* **ACTIVITY**:
Could you restate, word for word, the line that has "# expected shape, e.g. point(218, 21)" and all lines following it through the end of the entries below?

───── SUPPLIED INFORMATION

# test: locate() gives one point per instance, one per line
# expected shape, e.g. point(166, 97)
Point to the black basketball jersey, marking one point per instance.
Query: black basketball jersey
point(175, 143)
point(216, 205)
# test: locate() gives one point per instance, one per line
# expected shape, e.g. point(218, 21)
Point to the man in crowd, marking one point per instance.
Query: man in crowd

──────────

* **RESPONSE BELOW**:
# expected shape, e.g. point(218, 21)
Point to the man in crowd, marking one point per instance.
Query: man in crowd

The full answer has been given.